■ **Objetivo A**
Enumera todas las referencias bibliográficas que aparecen entre paréntesis en el texto mostrado.
■ **Objetivo B**
Reescribe el tramo del texto mostrado que va desde "A continuación, comienzo" hasta "VACÍO DE PODER?", sustituyendo "supuesto teórico" por "planteamiento teórico".

Para responder a dicho objetivo, a través de las viñetas etnográficas, parto de una estrategia ya clásica en la academia: hablar de agentes, prácticas, o presencia “gubernamentales” en lugar de “estatales” (Li, 2007; Martínez Basallo, 2017; Gupta y Ferguson, 2002; Das y Poole, 2004; Mitchell, 1999). La razón es que las intervenciones para detener la deforestación mediante talleritis no vienen solamente de las burocracias que se identifican explícitamente como Estado. Actores no estatales, como las ONG o la cooperación internacional, participan de la misma lógica de gobernar las selvas con agendas construidas a distancia. Esto no quiere decir que todos hagan parte de una voluntad unitaria; los conflictos entre estas agencias abundan. El punto es que, como el concepto de talleritis bien señala, hacen parte de una misma lógica “gubernamental”, basada en intervenciones intermitentes para la transformación de sujetos fallidos —los campesinos— que, como carros “dañados”, deben repararse.

A continuación, comienzo por contarles cómo llegué a este supuesto teórico, las discusiones que me ayudó a enfrentar y los límites que le impuso a mi investigación.

¿UN VACÍO DE PODER?

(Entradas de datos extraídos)
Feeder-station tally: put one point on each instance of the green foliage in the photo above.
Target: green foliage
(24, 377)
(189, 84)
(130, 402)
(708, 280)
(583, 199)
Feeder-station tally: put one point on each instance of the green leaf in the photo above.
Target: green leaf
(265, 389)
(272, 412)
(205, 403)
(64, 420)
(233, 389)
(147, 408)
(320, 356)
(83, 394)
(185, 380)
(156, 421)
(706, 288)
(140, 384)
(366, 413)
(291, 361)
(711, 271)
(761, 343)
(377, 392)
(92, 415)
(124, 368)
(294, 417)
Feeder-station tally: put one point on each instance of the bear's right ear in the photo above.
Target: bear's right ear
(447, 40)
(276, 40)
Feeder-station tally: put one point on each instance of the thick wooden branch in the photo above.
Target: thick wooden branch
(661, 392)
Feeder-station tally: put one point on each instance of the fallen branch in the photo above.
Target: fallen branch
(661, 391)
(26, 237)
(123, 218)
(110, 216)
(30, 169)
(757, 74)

■ **Resultado final A**
Li, 2007; Martínez Basallo, 2017; Gupta y Ferguson, 2002; Das y Poole, 2004; Mitchell, 1999

■ **Resultado final B**
A continuación, comienzo por contarles cómo llegué a este planteamiento teórico, las discusiones que me ayudó a enfrentar y los límites que le impuso a mi investigación.

¿UN VACÍO DE PODER?